Seçilmiş Metin —
►

Sayın Erdoğan’ın 24 Haziran için hazırladığı
manifestodan demokrasiye dönüş ya da kapsayıcılık mesajı çıkartmak
için iflah olmaz bir Erdoğan taraftarı olmak gerek. Bu memleket
nice balkon konuşması gördü. O konuşmalarda vaat edilen toplumsal
barış ya da uzlaşmanın aksine son derece bölücü ve dışlayıcı bir
iktidar anlayışıyla yönetildiğimiz ortada.
Hukuk devletinin zerresinin kalmadığı ve bırakalım hukukun
üstünlüğünü bir kanun devleti olmanın dahi asgari şartlarının
bizzat iktidar tarafından tahrip edildiği bir ülkede “bağımsız
yargı” vaat etmek insanlarla eğlenmektir.

◄

[Nesne algılama verileri]

►

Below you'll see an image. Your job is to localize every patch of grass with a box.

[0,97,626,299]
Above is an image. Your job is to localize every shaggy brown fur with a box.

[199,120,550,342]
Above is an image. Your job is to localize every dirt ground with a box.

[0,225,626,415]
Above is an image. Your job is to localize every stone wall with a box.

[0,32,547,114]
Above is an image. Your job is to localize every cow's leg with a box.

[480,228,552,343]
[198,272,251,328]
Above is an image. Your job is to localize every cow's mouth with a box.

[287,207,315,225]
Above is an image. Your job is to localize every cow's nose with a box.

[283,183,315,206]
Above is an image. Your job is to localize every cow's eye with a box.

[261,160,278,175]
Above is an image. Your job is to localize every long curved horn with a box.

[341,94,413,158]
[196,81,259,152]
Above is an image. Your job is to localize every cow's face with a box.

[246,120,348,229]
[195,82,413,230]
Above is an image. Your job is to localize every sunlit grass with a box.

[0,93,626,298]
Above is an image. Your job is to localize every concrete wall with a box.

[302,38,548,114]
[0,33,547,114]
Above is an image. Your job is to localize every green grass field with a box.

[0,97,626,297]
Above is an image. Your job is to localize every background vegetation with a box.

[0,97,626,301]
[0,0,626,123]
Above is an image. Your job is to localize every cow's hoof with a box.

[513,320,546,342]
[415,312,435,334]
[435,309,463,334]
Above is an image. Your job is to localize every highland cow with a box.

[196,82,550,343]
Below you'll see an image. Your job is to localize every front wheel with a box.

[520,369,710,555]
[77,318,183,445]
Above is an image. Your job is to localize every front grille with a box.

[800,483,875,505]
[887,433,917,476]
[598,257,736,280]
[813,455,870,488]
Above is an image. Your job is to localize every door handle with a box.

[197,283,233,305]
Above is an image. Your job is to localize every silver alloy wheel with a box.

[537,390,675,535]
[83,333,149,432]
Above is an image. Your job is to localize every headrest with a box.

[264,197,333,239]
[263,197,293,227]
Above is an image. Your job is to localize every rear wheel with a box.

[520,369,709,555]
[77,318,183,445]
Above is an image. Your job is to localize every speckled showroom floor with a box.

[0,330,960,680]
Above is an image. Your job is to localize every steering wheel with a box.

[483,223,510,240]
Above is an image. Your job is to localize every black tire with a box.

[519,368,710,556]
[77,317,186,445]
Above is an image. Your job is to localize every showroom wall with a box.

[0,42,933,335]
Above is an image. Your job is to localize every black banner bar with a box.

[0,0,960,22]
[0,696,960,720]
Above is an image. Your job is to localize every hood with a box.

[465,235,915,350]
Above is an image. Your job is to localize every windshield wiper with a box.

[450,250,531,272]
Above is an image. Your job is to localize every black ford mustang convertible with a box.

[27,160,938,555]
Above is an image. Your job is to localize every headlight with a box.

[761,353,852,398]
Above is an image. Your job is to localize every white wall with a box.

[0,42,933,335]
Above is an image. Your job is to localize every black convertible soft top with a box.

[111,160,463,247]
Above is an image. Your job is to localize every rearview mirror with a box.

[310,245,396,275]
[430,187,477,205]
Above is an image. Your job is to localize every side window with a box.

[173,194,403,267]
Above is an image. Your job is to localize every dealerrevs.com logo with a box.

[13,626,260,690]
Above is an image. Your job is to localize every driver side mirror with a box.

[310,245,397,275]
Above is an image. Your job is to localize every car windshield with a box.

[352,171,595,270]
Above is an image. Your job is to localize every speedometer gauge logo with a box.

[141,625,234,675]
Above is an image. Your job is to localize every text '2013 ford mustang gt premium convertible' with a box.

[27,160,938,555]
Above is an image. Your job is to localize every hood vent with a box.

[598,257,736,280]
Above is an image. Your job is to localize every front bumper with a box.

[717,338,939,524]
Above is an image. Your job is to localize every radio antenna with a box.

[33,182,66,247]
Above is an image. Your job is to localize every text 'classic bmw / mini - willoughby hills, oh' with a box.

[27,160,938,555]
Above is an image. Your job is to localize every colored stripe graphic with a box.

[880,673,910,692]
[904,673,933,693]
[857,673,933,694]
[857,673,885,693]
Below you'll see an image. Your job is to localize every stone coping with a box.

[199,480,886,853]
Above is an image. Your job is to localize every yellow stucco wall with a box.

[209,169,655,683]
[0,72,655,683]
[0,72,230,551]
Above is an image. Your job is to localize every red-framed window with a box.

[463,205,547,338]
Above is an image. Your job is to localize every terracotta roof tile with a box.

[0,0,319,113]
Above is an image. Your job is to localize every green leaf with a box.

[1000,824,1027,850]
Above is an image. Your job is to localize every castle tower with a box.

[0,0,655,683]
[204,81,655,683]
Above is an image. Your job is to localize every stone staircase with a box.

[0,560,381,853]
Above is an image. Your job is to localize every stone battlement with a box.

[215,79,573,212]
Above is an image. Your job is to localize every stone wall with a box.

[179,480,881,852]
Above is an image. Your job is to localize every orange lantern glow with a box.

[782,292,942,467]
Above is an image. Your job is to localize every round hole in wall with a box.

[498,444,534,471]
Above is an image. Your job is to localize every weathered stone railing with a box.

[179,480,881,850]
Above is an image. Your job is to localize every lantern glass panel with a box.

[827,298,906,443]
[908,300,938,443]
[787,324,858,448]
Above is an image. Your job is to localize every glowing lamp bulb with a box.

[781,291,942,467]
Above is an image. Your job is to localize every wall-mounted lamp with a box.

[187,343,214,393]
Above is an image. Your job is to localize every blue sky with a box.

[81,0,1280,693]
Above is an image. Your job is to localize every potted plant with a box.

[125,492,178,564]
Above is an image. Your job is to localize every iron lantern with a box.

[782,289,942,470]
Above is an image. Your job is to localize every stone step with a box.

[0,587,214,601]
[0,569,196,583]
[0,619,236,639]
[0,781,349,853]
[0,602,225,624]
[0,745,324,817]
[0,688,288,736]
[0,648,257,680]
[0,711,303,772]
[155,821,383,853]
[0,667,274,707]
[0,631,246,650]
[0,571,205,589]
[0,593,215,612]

◄

Alıştırma Koşulları —
a) Metindeki "Bu memleket nice balkon konuşması gördü." cümlesini İngilizceye çevirin.
b) Metnin "Sayın Erdoğan’ın 24" sözleriyle başlayıp "etmek insanlarla eğlenmektir." sözlerine kadar süren kısmını, "memleket" ifadesinin adını "ülke" olarak değiştirip yeniden yazın.
Satırlar metinden bağımsız, ayrı bir malzemedir.

Görev Çözümleri —
a) This country has seen many balcony speeches.

b)
Sayın Erdoğan’ın 24 Haziran için hazırladığı
manifestodan demokrasiye dönüş ya da kapsayıcılık mesajı çıkartmak
için iflah olmaz bir Erdoğan taraftarı olmak gerek. Bu ülke
nice balkon konuşması gördü. O konuşmalarda vaat edilen toplumsal
barış ya da uzlaşmanın aksine son derece bölücü ve dışlayıcı bir
iktidar anlayışıyla yönetildiğimiz ortada.
Hukuk devletinin zerresinin kalmadığı ve bırakalım hukukun
üstünlüğünü bir kanun devleti olmanın dahi asgari şartlarının
bizzat iktidar tarafından tahrip edildiği bir ülkede “bağımsız
yargı” vaat etmek insanlarla eğlenmektir.